«Fue esta imagen la que por encima de todas se nos quedó grabada en la retina. A partir de ese momento Claudia Cardinale entraría a formar parte de nuestro universo de fetiches femeninos, junto a Marilyn Monroe, Raquel Welch y Sofía Loren»
POR VÍCTOR AYLLÓN
Huétor Tájar
Lunes, 3 de febrero 2020
Colocaron el cartel en la cristalera de la fachada. ¡Por fin!, nos dijimos. Llevábamos semanas esperándola. Habíamos examinado con detalle cada fotograma que se exhibía en el vestíbulo: el primer plano de Charles Bronson con la armónica, el tiroteo en la estación de ferrocarril, el hombre colgado de la horca, la dura mirada de Henry Fonda, las llanuras del Monument Valley, y el descote de Claudia Cardinale que, en palabras de Luis Pereda, el más cinéfilo de los amigos, lucía una blusa «abierta al mundo». Fue esta imagen la que por encima de todas se nos quedó grabada en la retina. A partir de ese momento Claudia Cardinale entraría a formar parte de nuestro universo de fetiches femeninos, junto a Marilyn Monroe, Raquel Welch y Sofía Loren.

══════════

▸ TAREA A
Según el texto sobre el cartel de cine, ¿con qué palabras describió Luis Pereda la blusa de Claudia Cardinale?
▸ TAREA B
Transcribe el fragmento del texto sobre el cartel de cine comprendido entre "POR VÍCTOR AYLLÓN" y "y Sofía Loren.", ambos incluidos.
▸ TAREA C
Retoma el texto sobre el cartel de cine desde donde termina.
Las líneas que vienen a continuación no tienen relación con el texto sobre el cartel de cine.

══════════

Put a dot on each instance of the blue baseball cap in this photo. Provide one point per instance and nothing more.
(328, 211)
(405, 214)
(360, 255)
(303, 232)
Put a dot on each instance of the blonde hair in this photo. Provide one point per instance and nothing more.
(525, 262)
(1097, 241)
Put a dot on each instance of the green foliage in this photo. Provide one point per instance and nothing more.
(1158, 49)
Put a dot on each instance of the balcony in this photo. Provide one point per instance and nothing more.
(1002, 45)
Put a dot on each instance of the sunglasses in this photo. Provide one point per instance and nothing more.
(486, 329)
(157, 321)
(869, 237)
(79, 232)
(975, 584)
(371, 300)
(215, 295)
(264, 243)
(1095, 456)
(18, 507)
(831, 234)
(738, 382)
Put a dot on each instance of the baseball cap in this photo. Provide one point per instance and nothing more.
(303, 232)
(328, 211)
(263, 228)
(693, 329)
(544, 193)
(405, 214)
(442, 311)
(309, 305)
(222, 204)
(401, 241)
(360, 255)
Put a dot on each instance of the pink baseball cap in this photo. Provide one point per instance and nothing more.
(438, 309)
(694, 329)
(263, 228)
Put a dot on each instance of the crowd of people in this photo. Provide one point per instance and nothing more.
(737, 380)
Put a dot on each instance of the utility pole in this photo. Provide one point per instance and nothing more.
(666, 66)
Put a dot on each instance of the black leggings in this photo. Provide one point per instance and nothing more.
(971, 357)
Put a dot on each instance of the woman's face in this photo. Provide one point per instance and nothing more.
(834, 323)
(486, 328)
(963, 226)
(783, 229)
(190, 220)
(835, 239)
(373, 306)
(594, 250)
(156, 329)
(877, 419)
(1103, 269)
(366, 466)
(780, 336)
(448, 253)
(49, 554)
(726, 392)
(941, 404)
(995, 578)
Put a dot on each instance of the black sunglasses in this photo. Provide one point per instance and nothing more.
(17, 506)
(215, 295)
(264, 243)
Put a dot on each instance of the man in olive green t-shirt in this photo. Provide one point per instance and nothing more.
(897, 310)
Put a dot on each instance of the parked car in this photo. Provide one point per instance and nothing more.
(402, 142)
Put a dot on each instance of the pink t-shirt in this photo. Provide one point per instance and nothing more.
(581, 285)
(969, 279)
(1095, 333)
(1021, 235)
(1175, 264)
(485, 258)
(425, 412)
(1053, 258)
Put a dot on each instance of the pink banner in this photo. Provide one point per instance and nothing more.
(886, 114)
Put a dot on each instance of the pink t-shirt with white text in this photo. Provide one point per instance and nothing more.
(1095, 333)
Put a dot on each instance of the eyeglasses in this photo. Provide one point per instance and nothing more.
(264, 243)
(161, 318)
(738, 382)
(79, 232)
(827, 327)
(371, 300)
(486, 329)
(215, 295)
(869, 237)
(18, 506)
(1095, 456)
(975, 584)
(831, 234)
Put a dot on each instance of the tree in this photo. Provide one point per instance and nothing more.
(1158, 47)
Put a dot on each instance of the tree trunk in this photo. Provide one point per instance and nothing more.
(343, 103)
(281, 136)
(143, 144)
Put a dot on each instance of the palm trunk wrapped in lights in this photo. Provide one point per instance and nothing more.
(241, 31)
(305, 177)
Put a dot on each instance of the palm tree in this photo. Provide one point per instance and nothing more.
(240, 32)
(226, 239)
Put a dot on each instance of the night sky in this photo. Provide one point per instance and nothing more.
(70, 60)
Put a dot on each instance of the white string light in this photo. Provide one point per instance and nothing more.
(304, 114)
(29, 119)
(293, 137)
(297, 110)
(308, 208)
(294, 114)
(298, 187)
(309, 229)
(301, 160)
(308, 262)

══════════

▸ RESULTADO DEL EJERCICIO A
Dijo que era una blusa «abierta al mundo».

▸ RESULTADO DEL EJERCICIO B
POR VÍCTOR AYLLÓN
Huétor Tájar
Lunes, 3 de febrero 2020
Colocaron el cartel en la cristalera de la fachada. ¡Por fin!, nos dijimos. Llevábamos semanas esperándola. Habíamos examinado con detalle cada fotograma que se exhibía en el vestíbulo: el primer plano de Charles Bronson con la armónica, el tiroteo en la estación de ferrocarril, el hombre colgado de la horca, la dura mirada de Henry Fonda, las llanuras del Monument Valley, y el descote de Claudia Cardinale que, en palabras de Luis Pereda, el más cinéfilo de los amigos, lucía una blusa «abierta al mundo». Fue esta imagen la que por encima de todas se nos quedó grabada en la retina. A partir de ese momento Claudia Cardinale entraría a formar parte de nuestro universo de fetiches femeninos, junto a Marilyn Monroe, Raquel Welch y Sofía Loren.

▸ RESULTADO DEL EJERCICIO C
Hace poco la pusieron de nuevo. He perdido la cuenta de las veces que la he visto. Aunque verla por la tele es algo terrible, insufrible. ¡No se puede hacer un corte publicitario en el duelo final, en el cruce de miradas más glorioso del cine! Frank (Henry Fonda) y Armónica (Charles Bronson) hieráticos bajo el ardiente sol de Arizona; sus rostros amartillados por el polvo rojizo del desierto, la árida tierra de los navajos.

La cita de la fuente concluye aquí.